→ **DATA TO USE**:

★ ★ ★ ★ ★

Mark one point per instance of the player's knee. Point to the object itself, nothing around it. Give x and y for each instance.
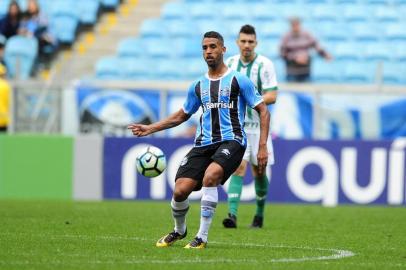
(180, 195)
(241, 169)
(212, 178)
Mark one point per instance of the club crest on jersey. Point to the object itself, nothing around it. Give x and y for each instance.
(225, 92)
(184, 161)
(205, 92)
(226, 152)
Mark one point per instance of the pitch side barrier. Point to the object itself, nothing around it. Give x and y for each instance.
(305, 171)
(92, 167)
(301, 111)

★ ★ ★ ★ ★

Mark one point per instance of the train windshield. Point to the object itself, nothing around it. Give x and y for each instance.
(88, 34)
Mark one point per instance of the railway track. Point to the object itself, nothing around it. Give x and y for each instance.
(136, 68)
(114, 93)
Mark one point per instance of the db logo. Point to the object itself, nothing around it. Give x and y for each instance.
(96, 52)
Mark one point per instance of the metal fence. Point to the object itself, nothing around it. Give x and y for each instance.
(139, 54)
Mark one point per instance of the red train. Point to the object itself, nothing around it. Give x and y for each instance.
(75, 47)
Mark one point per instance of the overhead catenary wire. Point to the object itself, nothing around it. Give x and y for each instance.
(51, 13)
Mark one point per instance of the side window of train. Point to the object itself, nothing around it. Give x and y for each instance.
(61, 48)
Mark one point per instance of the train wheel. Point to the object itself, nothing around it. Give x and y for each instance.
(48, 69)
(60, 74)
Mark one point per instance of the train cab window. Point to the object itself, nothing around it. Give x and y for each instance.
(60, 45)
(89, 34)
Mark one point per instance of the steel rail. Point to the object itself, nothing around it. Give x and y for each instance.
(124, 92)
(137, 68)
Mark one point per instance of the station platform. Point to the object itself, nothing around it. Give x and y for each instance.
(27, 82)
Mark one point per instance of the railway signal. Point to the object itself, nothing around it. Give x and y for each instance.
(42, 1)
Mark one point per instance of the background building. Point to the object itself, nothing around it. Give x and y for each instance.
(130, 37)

★ ★ ★ ★ ★

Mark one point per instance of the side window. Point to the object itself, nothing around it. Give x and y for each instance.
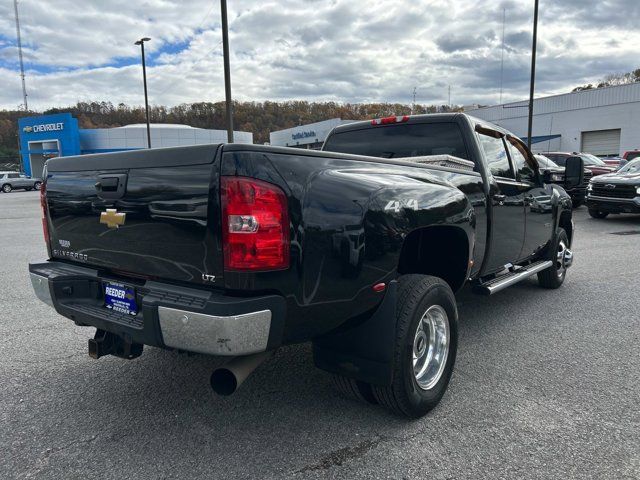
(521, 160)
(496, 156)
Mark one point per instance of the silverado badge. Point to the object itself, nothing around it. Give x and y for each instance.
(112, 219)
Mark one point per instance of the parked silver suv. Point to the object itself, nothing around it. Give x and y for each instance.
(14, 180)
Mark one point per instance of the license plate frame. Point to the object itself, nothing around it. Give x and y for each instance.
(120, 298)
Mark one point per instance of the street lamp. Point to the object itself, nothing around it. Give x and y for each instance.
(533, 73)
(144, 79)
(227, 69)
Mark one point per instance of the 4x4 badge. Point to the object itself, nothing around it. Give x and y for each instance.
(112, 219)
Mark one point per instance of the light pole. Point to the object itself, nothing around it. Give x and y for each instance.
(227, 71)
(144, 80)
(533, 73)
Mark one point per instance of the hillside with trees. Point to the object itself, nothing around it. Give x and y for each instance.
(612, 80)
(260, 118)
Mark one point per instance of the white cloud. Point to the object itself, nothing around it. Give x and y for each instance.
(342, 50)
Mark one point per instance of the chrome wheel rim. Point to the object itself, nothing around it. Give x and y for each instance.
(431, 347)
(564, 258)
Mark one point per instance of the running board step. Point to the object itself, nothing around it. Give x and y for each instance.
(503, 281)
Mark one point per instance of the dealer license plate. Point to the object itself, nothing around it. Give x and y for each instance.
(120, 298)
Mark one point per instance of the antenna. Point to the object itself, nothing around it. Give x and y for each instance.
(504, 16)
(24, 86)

★ ★ ★ ★ ★

→ **AIM**: How many lines of the listing above contain the word "railway"? Reply with the number only.

→ **THE OUTPUT**: 2